Bounding box annotation entries
——————————
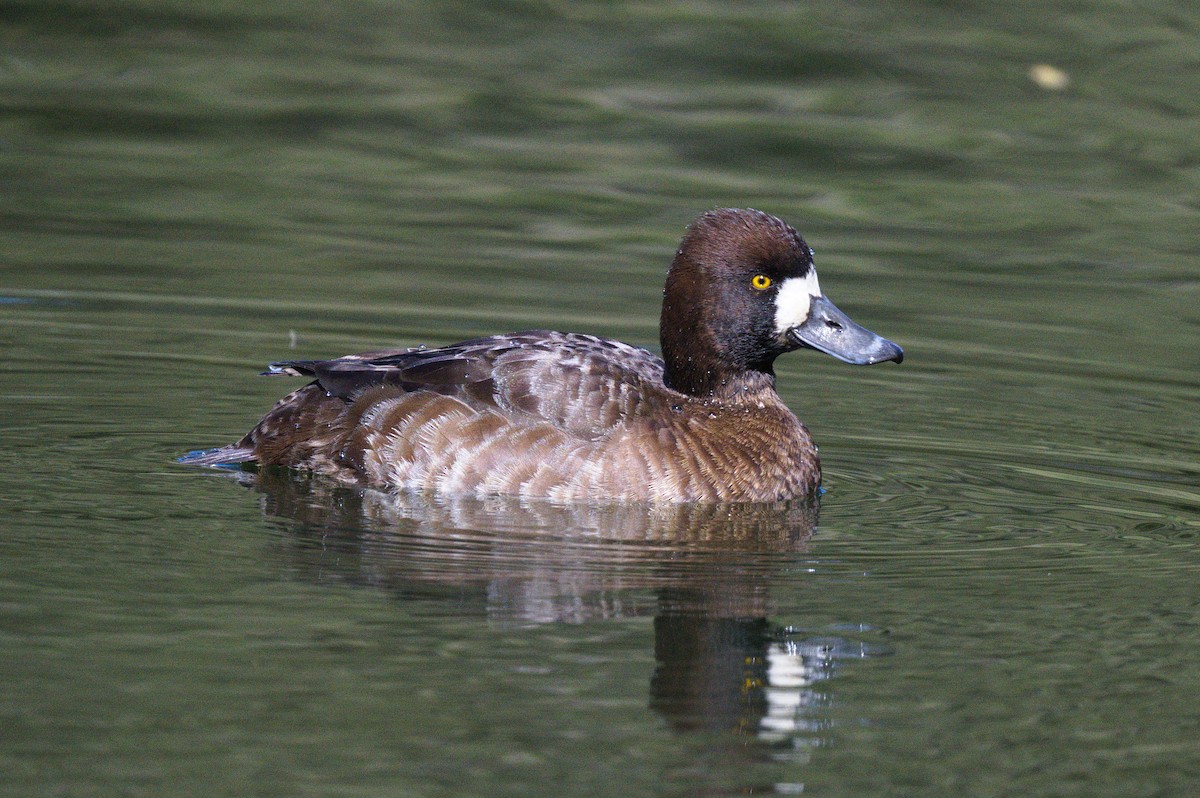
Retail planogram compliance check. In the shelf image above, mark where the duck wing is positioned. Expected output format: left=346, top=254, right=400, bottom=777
left=266, top=330, right=679, bottom=440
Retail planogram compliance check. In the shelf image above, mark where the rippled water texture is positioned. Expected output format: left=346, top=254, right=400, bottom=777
left=0, top=0, right=1200, bottom=797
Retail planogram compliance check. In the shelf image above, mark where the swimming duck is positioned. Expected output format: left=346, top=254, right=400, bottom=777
left=182, top=209, right=904, bottom=502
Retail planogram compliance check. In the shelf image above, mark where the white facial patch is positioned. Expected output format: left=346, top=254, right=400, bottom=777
left=775, top=269, right=821, bottom=335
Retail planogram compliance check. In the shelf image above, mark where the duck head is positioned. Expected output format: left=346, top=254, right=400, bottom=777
left=659, top=209, right=904, bottom=396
——————————
_TASK DESCRIPTION:_ Output the records verbatim from their start up to and including the line that contains "left=266, top=330, right=679, bottom=440", leaving the pictures out.

_WORKED SOLUTION:_
Retail planogram compliance check. In the shelf image above, mark where the duck wing is positioned. Expected output format: left=346, top=254, right=400, bottom=777
left=266, top=330, right=679, bottom=440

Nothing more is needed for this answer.